Begin Document passage

Struct gdsl::sync_ungraph::Node

pub struct Node<K = usize, N = (), E = ()>where
    K: Clone + Hash + PartialEq + Eq + Display,
    N: Clone,
    E: Clone,{ /* private fields */ }

A Node<K, N, E> is a key value pair smart-pointer, which includes inbound and outbound connections to other nodes. Nodes can be created individually and they don’t depend on a graph container. Generic parameters include K for the node’s key, N for the node’s value, and E for the edge’s value. Two nodes are equal if they have the same key.

Example

use gdsl::sync_ungraph::*;

let a = Node::new(0x1, "A");
let b = Node::new(0x2, "B");
let c = Node::new(0x4, "C");

a.connect(&b, 0.42);
a.connect(&c, 1.7);
b.connect(&c, 0.09);
c.connect(&b, 12.9);

let Edge(u, v, e) = a.iter().next().unwrap();

assert!(u == a);
assert!(v == b);
assert!(e == 0.42);

Implementations

impl<K, N, E> Node<K, N, E>where K: Clone + Hash + PartialEq + Eq + Display, N: Clone, E: Clone,

pub fn new(key: K, value: N) -> Self

Creates a new node with a given key and value. The key is used to identify the node in the graph. Two nodes with the same key are considered equal. Value is optional, node use’s () as default value type.

Example

use gdsl::sync_ungraph::*;

let n1 = Node::<i32, char, ()>::new(1, 'A');

assert!(*n1.key() == 1);
assert!(*n1.value() == 'A');

pub fn key(&self) -> &K

Returns a reference to the node’s key.

Example

use gdsl::sync_ungraph::*;

let n1 = Node::<i32, (), ()>::new(1, ());

assert!(*n1.key() == 1);

pub fn value(&self) -> &N

Returns a reference to the node’s value.

Example

use gdsl::sync_ungraph::*;

let n1 = Node::<i32, char, ()>::new(1, 'A');

assert!(*n1.value() == 'A');

pub fn degree(&self) -> usize

Returns the degree of the node. The degree is the number of adjacent edges.

Example

use gdsl::digraph::*;

let a = Node::new(0x1, "A");
let b = Node::new(0x2, "B");
let c = Node::new(0x4, "C");

a.connect(&b, 0.42);
a.connect(&c, 1.7);

assert!(a.out_degree() == 2);

pub fn connect(&self, other: &Self, value: E)

End Document passage

#### Exercise set:
A. For the Node documentation, decide whether each statement agrees with it. (i) A node needs a graph container in order to exist. (ii) Two nodes that share a key are equal. (iii) A node's degree is its number of adjacent edges. Answer yes or no for each, quoting the words that decide it.
B. Write out the Node documentation verbatim, everything from "Returns a reference to the node’s key." down to "the node’s value.".

Begin Given records

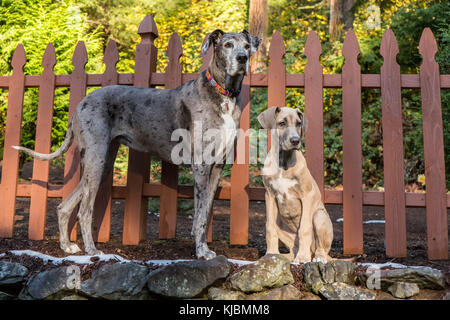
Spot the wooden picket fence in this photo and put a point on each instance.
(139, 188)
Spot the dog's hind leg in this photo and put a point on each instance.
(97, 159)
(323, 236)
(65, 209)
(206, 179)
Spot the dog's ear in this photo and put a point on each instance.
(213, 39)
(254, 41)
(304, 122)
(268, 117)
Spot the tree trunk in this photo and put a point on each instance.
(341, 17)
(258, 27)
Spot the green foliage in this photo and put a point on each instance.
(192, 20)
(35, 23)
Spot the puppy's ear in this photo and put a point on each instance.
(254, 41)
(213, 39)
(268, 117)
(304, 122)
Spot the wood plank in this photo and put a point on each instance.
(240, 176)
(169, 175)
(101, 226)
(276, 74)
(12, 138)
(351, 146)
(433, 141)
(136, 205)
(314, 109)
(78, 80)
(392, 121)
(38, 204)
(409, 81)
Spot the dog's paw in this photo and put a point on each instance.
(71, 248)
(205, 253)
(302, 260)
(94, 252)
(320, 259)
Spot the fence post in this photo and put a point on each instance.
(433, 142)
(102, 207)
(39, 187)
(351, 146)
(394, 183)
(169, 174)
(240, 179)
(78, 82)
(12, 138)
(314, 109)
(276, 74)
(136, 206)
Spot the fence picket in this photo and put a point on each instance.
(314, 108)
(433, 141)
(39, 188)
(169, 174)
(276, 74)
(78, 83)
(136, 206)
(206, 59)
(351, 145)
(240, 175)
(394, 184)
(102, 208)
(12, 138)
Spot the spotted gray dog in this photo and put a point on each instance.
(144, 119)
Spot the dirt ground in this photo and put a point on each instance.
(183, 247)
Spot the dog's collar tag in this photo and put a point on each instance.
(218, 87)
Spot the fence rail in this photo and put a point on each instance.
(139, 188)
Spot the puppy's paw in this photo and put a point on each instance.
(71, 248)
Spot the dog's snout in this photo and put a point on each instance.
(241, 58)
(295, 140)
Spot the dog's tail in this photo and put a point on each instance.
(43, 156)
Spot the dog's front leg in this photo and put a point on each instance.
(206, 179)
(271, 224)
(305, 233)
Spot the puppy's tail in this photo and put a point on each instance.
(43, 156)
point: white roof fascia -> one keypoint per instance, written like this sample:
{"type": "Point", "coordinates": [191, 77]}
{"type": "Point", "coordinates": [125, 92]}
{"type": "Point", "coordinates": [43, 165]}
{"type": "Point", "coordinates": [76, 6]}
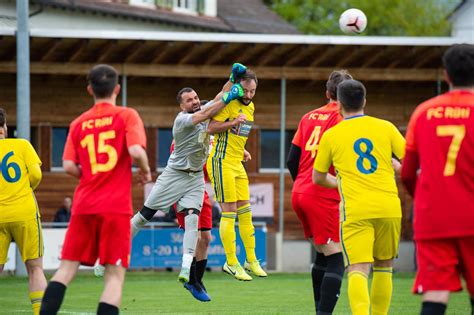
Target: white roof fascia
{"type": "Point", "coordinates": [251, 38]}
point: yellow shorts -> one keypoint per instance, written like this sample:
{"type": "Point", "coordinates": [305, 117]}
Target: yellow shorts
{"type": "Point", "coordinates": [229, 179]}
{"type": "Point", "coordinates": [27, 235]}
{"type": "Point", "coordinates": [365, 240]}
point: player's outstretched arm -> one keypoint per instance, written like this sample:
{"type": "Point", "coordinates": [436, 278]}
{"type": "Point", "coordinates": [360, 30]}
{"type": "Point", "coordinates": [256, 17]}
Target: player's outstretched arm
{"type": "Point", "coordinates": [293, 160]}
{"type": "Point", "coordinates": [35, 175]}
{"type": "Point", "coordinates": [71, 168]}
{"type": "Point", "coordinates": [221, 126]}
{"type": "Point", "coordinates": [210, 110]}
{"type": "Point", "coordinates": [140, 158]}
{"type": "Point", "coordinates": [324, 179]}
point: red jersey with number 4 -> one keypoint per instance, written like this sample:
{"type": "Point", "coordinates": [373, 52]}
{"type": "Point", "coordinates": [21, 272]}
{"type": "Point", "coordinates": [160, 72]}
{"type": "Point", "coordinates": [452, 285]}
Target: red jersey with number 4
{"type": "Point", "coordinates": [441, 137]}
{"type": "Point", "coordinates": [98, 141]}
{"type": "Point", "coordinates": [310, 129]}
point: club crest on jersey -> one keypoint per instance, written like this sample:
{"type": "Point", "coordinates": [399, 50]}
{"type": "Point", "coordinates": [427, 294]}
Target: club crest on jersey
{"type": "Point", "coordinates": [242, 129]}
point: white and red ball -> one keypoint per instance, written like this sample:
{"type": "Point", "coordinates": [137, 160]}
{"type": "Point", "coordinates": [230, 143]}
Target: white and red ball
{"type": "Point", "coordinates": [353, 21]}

End Given records
Begin Given records

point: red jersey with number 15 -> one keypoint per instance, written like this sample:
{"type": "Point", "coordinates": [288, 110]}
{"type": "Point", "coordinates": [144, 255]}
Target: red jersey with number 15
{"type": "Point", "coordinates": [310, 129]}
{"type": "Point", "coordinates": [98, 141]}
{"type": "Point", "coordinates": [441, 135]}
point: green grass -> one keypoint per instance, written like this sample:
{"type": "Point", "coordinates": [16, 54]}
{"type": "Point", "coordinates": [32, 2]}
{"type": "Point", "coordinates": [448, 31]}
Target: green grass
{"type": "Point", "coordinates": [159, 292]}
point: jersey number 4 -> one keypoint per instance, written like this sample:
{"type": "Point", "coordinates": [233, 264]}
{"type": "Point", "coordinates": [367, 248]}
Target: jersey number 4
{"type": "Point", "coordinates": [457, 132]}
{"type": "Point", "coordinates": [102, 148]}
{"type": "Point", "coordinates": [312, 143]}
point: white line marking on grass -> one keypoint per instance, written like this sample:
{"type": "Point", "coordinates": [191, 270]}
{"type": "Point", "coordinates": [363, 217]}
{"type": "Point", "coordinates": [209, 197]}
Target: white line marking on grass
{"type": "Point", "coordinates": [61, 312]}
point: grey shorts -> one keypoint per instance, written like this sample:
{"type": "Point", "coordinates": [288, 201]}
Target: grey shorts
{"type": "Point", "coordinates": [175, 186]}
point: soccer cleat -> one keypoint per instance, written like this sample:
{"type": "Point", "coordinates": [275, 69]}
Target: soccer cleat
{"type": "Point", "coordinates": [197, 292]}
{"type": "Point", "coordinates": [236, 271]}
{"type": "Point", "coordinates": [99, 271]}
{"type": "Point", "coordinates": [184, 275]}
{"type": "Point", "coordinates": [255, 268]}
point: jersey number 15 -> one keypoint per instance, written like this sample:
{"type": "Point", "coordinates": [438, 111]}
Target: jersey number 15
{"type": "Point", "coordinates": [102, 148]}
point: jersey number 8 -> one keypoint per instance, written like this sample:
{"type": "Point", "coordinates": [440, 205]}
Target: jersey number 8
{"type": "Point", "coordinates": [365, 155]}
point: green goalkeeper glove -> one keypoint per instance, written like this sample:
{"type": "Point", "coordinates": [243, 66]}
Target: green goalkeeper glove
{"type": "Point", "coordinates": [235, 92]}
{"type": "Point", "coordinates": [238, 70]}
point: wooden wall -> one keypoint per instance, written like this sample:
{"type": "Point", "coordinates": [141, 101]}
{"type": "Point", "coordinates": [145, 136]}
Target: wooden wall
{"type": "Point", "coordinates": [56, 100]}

End Given records

#### Completed exercise:
A.
(i) No: "Nodes can be created individually and they don’t depend on a graph container."
(ii) Yes: "Two nodes are equal if they have the same key."
(iii) Yes: "The degree is the number of adjacent edges."

B.
Returns a reference to the node’s key.

Example

use gdsl::sync_ungraph::*;

let n1 = Node::<i32, (), ()>::new(1, ());

assert!(*n1.key() == 1);

pub fn value(&self) -> &N

Returns a reference to the node’s value.